In the given figure, the side BC of ∆ ABC has been produced on both sides−on the left to D and on the right to E.
In the given figure, the side BC of ∆ ABC has been produced on both sides−on the left to D and on the right to E. If ∠ABD = 106° and ∠ACE = 118°, find the measure of each angle of the triangle.
Side BC of triangle ABC is produced to D.
$\therefore \angle A B C=\angle A+\angle C$
$\Rightarrow 106^{\circ}=\angle A+\angle C \quad \ldots(i)$
Also, side BC of triangle ABC is produced to E.
$\angle A C E=\angle A+\angle B$
$\Rightarrow 118^{\circ}=\angle A+\angle B \quad \ldots(i i)$
Adding $(i)$ and $(i i)$, we get:
$\angle A+\angle A+\angle B+\angle C=(106+118)^{\circ}$
$\Rightarrow(\angle A+\angle B+\angle C)+\angle A=224^{\circ} \quad\left[\because \angle A+\angle B+\angle C=180^{\circ}\right]$
$\Rightarrow 180^{\circ}+\angle A=224^{\circ}$
$\Rightarrow \angle A=44^{\circ}$
$\therefore \angle B=118^{\circ}-\angle A \quad[$ Using $(i i)]$
$\Rightarrow \angle B=(118-44)^{\circ}$
$\Rightarrow \angle B=74^{\circ}$
And,
$\angle C=106^{\circ}-\angle A \quad[$ Using $(i)]$
$\Rightarrow \angle C=(106-44)^{\circ}$
$\Rightarrow \angle C=62^{\circ}$

━━━━━━━━━━━━━━━━

What you need to do
From the triangle angle solution, reproduce word for word the passage that starts with the words containing "Side BC of triangle ABC is produced to D." and finishes with "produced to E.".

Records shown
━━━━━━━━━━━━━━━━

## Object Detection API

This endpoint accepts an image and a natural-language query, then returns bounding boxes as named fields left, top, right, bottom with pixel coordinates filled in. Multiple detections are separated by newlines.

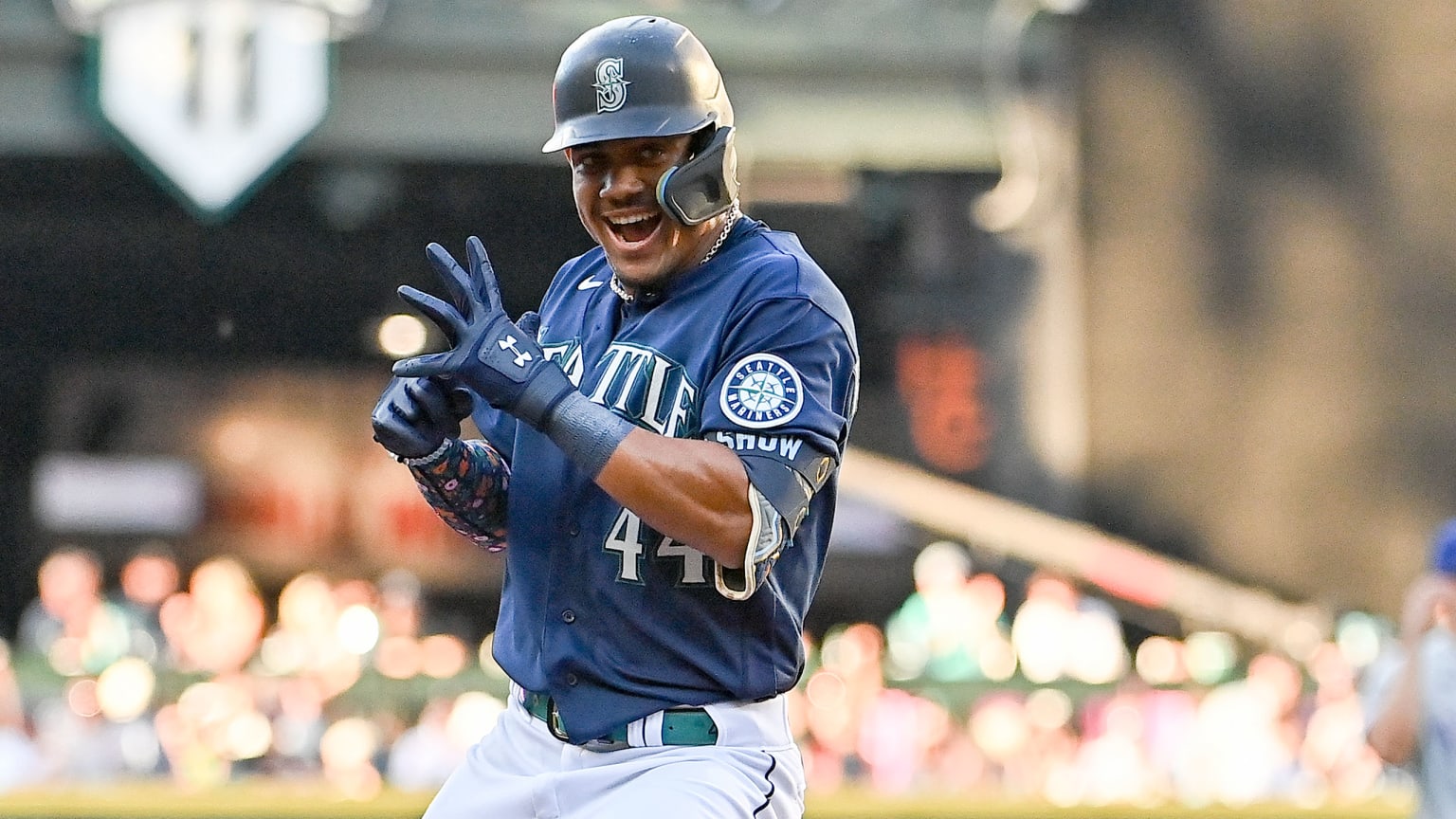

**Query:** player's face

━━━━━━━━━━━━━━━━

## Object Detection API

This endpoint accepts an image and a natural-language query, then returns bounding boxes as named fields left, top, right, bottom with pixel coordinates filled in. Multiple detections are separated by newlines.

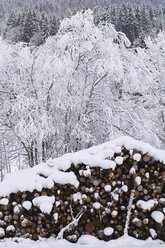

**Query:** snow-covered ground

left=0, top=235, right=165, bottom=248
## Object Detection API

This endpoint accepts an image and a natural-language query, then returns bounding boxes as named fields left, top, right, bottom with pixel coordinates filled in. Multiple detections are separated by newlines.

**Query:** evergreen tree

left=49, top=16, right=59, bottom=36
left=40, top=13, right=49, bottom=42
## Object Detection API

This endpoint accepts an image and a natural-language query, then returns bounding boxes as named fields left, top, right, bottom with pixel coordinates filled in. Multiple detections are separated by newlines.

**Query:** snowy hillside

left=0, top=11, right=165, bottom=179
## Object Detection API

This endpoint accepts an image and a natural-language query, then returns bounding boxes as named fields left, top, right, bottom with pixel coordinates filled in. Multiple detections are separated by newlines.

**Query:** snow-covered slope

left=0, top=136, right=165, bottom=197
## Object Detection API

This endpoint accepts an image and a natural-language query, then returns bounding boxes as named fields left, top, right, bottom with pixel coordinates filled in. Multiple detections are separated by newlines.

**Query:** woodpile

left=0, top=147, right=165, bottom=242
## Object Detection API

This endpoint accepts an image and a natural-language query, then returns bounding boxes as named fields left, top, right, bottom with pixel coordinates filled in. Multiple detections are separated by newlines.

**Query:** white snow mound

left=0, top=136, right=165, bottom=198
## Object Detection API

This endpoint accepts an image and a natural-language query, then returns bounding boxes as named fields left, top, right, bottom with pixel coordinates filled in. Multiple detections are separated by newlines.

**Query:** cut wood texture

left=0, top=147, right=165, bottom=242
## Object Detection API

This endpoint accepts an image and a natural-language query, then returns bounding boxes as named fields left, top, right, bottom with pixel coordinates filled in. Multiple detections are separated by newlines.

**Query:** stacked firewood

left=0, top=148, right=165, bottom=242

━━━━━━━━━━━━━━━━

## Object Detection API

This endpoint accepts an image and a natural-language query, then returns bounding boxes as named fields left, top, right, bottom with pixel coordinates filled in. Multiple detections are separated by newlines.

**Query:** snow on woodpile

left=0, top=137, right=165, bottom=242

━━━━━━━━━━━━━━━━

Reply to the exercise
Side BC of triangle ABC is produced to D.
$\therefore \angle A B C=\angle A+\angle C$
$\Rightarrow 106^{\circ}=\angle A+\angle C \quad \ldots(i)$
Also, side BC of triangle ABC is produced to E.